[Location labeling records]
----------------

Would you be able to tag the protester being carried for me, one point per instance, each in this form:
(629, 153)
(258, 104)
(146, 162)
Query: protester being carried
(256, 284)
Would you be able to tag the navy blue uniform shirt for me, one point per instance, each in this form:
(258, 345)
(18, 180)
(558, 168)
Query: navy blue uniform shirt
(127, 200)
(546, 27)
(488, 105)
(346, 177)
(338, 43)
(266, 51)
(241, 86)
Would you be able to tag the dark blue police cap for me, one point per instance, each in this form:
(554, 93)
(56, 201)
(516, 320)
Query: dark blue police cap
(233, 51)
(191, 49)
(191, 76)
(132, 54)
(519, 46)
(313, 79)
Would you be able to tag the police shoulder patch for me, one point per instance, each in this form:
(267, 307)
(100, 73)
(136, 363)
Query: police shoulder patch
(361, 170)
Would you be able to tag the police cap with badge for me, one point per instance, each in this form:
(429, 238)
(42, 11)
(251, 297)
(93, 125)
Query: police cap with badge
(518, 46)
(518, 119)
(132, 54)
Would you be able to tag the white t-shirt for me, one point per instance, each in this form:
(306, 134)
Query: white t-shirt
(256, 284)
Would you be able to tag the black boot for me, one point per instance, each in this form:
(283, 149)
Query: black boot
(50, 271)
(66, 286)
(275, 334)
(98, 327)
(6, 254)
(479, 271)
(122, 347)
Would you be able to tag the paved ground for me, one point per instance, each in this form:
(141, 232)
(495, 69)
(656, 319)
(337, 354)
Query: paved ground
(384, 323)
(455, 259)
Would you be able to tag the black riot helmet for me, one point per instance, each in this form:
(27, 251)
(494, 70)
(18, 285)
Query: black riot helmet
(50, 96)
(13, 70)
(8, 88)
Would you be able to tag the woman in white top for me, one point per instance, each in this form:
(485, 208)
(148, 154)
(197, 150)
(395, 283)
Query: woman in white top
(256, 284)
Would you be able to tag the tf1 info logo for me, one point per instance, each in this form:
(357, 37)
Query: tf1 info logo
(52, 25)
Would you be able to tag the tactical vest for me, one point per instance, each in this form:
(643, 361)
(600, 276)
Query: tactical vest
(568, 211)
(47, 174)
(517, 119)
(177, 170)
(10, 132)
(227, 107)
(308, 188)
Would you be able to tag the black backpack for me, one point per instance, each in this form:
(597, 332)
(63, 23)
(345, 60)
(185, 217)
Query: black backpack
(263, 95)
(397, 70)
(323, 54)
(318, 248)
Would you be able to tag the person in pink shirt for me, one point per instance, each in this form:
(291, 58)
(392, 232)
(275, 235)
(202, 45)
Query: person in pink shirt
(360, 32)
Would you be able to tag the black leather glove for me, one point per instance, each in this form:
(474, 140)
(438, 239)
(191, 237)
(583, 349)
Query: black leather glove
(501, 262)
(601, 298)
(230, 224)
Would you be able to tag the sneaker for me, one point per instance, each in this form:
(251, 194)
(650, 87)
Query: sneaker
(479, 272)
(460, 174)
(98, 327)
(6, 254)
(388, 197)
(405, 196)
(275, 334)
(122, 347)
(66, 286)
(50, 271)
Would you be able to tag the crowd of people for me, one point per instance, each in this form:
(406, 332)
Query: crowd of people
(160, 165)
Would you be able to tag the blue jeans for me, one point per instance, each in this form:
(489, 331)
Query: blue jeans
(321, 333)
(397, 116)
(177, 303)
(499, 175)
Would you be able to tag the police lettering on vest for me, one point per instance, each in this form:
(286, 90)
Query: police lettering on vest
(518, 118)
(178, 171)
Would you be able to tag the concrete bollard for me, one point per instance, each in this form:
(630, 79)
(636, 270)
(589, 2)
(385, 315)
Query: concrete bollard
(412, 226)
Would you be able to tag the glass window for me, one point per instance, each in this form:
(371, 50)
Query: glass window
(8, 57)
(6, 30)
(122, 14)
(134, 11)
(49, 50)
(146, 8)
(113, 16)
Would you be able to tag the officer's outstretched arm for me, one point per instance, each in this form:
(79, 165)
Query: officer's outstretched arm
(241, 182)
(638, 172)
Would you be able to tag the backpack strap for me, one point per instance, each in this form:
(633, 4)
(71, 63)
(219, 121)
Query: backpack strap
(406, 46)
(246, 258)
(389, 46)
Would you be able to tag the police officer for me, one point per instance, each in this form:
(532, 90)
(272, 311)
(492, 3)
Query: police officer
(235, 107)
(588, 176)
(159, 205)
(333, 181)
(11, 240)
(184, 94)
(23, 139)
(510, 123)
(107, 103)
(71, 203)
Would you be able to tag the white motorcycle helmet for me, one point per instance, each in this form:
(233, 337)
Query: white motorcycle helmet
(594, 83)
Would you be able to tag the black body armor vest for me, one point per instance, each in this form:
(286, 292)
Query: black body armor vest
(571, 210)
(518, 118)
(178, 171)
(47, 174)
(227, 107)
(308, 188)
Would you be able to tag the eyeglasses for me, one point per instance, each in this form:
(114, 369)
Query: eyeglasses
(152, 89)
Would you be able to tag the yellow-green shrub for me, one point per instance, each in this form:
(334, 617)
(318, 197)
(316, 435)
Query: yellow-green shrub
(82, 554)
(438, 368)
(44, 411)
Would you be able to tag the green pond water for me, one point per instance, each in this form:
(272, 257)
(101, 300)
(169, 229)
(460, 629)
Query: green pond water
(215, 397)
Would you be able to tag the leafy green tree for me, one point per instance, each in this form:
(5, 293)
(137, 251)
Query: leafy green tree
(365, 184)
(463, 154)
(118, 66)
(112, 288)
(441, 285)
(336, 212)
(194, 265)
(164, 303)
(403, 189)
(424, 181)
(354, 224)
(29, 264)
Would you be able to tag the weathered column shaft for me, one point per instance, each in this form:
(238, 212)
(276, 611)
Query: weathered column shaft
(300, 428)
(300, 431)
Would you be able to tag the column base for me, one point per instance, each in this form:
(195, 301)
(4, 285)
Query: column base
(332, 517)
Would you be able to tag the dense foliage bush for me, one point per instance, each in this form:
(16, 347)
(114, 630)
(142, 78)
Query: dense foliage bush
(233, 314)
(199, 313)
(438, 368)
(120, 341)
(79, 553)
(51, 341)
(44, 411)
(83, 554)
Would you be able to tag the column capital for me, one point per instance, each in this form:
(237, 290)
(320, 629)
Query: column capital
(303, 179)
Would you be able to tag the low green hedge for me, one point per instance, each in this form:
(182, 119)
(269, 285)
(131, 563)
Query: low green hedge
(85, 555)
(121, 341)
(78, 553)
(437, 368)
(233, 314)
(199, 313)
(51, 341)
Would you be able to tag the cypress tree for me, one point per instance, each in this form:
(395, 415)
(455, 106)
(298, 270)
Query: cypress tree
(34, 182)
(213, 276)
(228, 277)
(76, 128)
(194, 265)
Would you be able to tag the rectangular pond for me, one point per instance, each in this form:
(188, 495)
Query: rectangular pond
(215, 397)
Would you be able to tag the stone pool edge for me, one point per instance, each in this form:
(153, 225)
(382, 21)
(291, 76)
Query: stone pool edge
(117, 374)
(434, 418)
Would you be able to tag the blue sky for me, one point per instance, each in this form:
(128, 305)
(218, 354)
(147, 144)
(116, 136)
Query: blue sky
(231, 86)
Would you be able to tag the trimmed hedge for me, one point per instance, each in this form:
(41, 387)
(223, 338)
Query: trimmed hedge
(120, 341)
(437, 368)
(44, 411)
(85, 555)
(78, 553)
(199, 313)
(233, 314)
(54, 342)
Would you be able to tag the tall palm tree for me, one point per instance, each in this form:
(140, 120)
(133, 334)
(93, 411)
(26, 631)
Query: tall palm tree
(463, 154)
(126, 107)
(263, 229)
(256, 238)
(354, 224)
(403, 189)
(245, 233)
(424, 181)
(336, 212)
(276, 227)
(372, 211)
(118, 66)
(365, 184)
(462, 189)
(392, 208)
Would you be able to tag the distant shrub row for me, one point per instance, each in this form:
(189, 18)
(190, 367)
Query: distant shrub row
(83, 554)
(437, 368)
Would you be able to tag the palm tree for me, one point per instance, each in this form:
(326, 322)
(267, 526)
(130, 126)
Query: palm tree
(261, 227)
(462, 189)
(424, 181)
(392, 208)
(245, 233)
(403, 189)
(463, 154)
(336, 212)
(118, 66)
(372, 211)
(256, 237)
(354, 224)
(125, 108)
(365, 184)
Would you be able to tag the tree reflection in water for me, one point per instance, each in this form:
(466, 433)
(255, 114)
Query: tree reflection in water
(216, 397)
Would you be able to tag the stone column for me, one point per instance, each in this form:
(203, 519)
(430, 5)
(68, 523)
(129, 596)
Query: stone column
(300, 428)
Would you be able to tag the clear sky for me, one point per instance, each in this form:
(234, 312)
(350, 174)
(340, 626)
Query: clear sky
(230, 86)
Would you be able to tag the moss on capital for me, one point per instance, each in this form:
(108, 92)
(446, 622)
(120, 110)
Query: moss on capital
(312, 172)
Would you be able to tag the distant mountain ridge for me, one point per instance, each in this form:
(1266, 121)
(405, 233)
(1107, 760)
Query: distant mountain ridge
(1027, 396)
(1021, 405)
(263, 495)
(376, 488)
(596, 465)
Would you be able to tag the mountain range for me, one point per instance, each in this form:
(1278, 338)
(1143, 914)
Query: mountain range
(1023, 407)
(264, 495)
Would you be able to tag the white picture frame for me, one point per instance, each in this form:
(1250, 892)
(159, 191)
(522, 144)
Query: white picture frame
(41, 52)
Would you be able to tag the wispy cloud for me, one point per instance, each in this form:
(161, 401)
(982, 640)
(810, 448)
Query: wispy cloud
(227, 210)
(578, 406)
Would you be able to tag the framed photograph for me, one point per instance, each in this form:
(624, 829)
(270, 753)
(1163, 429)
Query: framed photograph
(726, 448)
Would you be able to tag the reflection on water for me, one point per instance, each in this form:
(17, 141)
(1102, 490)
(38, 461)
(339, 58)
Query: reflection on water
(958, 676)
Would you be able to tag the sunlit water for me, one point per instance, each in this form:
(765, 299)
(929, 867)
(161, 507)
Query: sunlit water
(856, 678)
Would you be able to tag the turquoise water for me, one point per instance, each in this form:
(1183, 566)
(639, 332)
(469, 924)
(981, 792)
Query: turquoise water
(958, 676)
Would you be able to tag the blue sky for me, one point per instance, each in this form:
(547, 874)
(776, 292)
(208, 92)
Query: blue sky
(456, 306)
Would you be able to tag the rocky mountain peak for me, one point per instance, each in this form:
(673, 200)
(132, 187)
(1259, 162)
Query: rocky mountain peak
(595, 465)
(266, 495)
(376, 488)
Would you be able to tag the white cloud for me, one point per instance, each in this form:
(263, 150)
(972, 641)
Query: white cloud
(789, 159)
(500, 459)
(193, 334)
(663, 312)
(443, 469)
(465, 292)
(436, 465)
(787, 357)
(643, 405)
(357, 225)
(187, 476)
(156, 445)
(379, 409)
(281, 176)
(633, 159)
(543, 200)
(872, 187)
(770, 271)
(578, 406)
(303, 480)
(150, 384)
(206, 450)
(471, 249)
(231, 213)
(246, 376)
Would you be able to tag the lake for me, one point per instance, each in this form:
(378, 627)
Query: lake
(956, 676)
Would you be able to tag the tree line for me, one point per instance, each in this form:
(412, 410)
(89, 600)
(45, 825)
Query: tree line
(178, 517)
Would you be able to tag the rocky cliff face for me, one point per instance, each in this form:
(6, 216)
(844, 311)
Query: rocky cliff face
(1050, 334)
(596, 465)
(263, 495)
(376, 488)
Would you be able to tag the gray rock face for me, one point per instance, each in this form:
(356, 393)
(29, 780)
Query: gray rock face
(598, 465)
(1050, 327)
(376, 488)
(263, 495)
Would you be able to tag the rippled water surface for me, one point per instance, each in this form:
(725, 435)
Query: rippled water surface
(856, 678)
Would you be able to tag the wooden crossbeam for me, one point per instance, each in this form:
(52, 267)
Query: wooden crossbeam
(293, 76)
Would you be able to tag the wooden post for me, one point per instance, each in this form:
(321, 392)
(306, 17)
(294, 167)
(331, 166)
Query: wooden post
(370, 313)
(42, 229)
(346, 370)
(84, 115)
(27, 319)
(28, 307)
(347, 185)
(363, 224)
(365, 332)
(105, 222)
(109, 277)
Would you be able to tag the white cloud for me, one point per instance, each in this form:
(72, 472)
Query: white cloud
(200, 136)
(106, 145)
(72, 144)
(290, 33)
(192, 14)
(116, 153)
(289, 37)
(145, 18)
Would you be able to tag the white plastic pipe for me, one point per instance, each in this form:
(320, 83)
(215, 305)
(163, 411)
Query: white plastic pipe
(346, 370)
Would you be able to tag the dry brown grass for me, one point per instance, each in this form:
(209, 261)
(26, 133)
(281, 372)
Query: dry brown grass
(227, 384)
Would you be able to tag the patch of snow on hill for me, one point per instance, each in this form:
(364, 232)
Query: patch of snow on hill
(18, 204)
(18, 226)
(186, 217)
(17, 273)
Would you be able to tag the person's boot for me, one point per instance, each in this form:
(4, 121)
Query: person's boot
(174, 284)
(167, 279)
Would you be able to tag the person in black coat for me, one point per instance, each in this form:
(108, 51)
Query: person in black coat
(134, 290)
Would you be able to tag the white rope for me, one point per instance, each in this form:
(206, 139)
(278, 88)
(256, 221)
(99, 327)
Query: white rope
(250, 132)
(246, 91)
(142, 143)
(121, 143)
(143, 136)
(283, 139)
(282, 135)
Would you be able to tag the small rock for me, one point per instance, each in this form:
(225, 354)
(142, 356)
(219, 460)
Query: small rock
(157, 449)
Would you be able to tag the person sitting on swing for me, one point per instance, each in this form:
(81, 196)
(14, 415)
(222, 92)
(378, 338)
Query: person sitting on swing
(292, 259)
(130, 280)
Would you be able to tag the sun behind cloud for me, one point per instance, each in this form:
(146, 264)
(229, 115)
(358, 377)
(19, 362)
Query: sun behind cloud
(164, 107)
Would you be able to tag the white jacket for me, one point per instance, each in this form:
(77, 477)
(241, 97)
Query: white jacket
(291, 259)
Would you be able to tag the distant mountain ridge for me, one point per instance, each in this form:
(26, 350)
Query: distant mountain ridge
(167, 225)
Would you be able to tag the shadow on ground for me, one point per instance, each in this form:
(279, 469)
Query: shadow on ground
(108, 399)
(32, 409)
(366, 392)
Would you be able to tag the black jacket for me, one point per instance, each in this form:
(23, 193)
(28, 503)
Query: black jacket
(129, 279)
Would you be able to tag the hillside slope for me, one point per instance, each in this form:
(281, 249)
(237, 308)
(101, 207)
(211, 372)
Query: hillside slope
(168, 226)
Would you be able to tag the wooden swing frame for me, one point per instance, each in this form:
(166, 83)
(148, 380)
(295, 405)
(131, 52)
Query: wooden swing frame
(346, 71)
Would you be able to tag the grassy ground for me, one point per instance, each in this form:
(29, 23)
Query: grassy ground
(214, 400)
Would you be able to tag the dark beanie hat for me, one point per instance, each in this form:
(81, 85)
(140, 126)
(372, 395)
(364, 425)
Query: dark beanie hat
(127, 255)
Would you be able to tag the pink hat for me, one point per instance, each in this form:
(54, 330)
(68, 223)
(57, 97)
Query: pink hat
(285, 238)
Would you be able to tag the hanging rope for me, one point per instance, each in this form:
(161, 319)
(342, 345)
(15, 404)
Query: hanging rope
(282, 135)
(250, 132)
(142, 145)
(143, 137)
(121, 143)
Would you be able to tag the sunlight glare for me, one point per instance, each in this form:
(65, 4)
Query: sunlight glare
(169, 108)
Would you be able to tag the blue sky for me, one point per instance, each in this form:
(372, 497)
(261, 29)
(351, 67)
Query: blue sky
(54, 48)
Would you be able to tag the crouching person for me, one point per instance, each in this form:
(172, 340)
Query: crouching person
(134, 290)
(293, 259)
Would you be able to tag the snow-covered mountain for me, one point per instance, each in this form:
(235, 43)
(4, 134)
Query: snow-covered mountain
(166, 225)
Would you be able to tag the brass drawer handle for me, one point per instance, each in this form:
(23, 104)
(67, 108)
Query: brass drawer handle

----------------

Problem to solve: From the line holding "Would you be able to tag the pink" through the last line above, reproduce each line exactly and add nothing.

Reply:
Would you be able to tag the pink hat for me, one point per instance, each in this form:
(54, 330)
(68, 223)
(57, 97)
Query: pink hat
(285, 238)
Would you be able to tag the hanging rope for me, one point per instance, each in this form:
(161, 319)
(342, 345)
(15, 404)
Query: hanging rope
(282, 135)
(250, 132)
(142, 145)
(143, 137)
(121, 143)
Would you be able to tag the sunlight glare for me, one point per instance, each in this form:
(65, 4)
Query: sunlight glare
(169, 108)
Would you be able to tag the blue sky for me, one point per instance, each in this form:
(372, 497)
(261, 29)
(351, 67)
Query: blue sky
(54, 48)
Would you be able to tag the crouching person for me, one point per instance, each in this form:
(172, 340)
Query: crouching person
(134, 290)
(293, 259)
Would you be able to tag the snow-covered mountain for me, one point per instance, each in this form:
(235, 43)
(4, 134)
Query: snow-covered mountain
(166, 225)
Would you be able to tag the brass drawer handle for me, one point per instance, each in this form:
(23, 104)
(67, 108)
Query: brass drawer handle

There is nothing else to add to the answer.